◆ **WHAT YOU SHOULD DO**: Starting with the line that contains "of the bench" and stopping after the line that contains "Target: bench slat", reproduce the lines below word for word.

◆ **INPUT MATERIAL**:
** begin **
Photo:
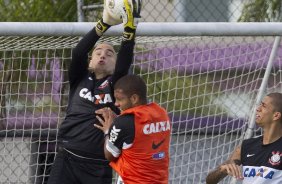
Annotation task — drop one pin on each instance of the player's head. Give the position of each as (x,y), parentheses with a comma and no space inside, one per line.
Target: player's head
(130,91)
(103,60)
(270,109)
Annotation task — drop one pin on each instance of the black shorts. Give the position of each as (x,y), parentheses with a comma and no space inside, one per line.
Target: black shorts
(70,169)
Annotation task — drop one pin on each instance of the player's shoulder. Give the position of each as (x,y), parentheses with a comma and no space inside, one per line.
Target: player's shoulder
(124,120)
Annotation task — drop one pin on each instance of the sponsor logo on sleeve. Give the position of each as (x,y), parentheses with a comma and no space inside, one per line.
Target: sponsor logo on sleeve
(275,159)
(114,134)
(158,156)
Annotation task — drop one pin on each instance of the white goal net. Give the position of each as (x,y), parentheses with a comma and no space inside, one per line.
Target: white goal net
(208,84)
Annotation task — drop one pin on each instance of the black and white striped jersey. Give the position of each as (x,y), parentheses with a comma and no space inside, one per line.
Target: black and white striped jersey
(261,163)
** end **
** begin **
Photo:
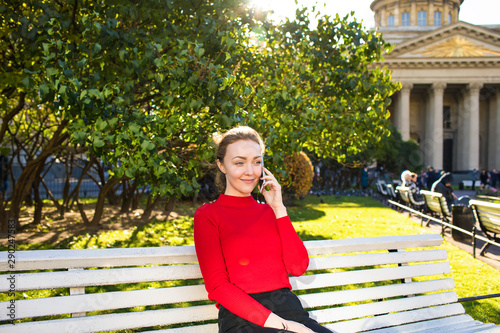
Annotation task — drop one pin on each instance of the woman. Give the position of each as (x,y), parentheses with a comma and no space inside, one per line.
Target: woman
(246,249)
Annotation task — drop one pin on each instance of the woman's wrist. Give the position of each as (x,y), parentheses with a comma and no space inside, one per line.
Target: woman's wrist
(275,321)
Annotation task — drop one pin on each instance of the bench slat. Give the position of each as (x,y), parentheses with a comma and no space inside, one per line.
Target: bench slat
** end **
** begin **
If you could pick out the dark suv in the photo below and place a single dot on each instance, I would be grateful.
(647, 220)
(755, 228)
** end **
◆ **SOLUTION TO THE PROBLEM**:
Annotation task — drop one pin on each instance of the bench slat. Give the position of each as (x,y), parentheses with a comma and no space inside, one per line.
Target: bench slat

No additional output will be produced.